▸ STATED PROBLEM
Locate every line in the listing below that contains the string "frond", and copy each of those lines.

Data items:
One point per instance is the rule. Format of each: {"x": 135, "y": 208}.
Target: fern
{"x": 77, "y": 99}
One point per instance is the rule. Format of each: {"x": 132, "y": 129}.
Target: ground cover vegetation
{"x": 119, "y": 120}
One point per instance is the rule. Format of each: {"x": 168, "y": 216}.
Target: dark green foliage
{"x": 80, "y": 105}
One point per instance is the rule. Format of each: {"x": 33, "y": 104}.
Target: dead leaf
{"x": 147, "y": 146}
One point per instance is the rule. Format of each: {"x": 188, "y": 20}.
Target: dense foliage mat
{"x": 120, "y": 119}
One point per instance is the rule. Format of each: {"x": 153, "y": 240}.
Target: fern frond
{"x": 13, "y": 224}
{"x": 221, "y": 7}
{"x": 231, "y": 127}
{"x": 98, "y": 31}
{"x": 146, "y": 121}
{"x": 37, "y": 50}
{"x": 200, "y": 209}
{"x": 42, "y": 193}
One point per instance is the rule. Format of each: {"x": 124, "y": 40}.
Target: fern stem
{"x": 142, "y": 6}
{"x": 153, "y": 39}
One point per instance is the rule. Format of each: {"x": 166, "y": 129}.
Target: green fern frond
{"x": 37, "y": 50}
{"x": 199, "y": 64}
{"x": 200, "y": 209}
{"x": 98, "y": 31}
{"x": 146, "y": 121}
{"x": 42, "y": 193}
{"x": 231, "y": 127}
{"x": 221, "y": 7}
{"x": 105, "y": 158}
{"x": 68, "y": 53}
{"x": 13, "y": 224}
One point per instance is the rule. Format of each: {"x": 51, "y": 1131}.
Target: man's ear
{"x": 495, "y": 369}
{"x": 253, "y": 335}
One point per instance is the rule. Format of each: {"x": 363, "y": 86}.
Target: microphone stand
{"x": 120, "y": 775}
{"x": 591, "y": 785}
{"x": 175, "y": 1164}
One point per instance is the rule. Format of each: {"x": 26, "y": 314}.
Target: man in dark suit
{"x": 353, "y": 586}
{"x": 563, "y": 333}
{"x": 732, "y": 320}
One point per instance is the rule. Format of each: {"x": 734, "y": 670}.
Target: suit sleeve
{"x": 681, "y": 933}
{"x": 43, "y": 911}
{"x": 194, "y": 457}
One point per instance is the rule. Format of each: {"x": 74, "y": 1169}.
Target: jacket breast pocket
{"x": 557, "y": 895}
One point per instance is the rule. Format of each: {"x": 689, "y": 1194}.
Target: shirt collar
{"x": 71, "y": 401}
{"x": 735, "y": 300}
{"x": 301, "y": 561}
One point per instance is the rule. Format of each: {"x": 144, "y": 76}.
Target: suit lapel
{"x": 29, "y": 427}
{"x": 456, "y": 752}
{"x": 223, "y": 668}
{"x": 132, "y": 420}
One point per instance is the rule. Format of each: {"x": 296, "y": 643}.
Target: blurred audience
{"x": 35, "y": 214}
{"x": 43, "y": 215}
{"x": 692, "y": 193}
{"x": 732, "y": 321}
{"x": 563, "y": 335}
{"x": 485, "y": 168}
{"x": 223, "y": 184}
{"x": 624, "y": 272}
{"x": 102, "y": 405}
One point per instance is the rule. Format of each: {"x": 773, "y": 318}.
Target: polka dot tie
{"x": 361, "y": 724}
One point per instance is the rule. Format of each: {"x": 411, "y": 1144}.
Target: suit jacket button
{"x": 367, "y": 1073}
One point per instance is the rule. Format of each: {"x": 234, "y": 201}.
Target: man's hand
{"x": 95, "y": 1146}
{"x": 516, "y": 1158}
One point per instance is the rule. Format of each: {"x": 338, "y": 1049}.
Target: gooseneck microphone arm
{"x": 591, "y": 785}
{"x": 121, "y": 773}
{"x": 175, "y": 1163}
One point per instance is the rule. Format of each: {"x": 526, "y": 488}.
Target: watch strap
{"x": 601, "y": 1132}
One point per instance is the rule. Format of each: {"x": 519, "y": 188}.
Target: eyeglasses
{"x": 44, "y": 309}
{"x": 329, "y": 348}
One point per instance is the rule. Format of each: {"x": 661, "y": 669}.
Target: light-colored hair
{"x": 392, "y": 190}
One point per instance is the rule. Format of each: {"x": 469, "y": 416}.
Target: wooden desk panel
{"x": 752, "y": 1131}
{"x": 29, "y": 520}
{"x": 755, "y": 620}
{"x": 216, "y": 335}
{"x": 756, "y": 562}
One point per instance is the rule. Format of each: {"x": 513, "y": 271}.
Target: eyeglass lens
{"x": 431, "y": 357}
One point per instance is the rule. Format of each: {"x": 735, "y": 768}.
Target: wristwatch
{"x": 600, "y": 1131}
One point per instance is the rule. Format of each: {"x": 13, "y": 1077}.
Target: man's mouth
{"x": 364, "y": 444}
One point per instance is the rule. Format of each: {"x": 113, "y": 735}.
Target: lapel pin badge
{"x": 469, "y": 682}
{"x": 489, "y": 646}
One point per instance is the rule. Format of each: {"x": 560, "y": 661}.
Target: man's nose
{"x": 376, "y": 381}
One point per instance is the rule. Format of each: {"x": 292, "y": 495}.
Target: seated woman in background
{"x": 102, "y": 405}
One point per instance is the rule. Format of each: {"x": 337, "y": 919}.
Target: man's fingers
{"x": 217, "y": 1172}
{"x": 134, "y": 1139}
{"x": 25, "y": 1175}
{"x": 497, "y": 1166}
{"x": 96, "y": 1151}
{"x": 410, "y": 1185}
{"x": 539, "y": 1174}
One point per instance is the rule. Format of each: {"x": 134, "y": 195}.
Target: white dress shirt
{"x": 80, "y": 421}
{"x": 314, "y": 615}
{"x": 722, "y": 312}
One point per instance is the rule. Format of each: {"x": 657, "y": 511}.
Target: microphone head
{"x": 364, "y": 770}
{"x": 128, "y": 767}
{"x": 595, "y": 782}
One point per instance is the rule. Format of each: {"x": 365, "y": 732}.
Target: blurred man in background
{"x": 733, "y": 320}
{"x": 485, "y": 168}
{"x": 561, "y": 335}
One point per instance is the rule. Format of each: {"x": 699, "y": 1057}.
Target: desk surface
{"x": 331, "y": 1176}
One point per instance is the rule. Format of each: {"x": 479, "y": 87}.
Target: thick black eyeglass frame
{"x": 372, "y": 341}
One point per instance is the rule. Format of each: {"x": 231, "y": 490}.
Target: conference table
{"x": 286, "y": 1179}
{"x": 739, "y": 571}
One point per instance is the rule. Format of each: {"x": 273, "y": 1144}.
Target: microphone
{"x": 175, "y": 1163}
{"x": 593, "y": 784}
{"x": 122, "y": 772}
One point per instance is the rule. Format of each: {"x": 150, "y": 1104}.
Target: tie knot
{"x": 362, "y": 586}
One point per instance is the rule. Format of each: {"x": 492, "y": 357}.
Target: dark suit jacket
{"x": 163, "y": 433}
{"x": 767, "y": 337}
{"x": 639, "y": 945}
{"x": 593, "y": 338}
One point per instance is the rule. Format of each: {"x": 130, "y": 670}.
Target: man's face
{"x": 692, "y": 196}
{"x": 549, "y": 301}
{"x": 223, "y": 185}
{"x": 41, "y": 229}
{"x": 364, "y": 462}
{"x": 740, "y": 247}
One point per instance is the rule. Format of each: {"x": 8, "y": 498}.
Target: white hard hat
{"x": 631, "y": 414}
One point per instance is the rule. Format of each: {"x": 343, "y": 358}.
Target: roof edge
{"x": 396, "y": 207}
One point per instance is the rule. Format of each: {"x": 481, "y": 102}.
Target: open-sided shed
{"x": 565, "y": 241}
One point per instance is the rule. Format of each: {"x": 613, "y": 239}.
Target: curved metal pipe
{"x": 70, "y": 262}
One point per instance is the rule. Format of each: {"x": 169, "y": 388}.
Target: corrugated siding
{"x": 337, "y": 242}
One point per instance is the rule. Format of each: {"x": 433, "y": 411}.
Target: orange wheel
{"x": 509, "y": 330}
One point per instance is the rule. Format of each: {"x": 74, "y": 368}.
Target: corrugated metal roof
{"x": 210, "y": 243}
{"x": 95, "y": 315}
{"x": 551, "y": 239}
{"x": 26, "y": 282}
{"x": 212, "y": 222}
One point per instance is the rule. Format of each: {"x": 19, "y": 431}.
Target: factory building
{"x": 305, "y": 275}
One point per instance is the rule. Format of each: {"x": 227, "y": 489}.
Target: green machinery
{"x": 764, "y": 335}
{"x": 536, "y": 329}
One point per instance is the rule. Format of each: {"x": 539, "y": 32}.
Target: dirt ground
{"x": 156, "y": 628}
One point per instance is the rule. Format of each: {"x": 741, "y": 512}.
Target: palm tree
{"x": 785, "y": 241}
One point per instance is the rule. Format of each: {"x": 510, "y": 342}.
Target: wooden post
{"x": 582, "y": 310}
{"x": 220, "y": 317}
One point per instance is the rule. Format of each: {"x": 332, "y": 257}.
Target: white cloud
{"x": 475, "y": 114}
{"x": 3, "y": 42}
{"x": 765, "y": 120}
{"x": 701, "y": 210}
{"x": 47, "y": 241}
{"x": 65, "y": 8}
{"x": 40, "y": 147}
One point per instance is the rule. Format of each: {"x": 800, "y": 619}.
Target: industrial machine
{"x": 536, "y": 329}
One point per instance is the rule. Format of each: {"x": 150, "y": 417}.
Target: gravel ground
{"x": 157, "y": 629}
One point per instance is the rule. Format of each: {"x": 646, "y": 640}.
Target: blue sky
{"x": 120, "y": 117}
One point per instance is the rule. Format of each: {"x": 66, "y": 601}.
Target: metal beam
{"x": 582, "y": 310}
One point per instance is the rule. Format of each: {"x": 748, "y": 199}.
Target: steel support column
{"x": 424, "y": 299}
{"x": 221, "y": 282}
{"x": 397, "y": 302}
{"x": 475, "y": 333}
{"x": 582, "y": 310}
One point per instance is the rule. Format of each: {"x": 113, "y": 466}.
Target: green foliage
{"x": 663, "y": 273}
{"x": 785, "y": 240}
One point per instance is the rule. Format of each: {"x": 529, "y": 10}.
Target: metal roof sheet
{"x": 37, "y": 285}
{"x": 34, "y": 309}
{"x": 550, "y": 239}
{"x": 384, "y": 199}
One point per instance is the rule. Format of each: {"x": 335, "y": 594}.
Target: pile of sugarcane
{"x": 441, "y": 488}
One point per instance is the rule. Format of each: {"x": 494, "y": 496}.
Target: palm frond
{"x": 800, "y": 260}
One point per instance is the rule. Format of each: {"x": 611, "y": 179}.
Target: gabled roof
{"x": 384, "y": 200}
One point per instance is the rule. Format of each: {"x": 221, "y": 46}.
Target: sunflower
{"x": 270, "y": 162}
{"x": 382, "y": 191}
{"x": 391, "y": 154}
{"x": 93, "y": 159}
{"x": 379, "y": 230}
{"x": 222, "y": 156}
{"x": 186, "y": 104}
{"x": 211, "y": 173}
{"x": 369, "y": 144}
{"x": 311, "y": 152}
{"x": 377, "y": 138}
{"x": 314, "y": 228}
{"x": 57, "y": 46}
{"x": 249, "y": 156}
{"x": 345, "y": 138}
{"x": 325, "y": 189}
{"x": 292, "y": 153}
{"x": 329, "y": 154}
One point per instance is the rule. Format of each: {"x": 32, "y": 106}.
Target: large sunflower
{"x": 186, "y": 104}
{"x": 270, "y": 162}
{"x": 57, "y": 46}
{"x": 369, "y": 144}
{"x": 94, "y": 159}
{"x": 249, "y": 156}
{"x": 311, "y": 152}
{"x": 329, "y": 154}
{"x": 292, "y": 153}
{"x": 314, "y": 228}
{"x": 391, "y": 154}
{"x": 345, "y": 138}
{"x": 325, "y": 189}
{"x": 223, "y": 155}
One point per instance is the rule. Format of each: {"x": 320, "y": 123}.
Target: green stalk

▸ THE RESPONSE
Target: fern frond
Target: green fern frond
Target: palm frond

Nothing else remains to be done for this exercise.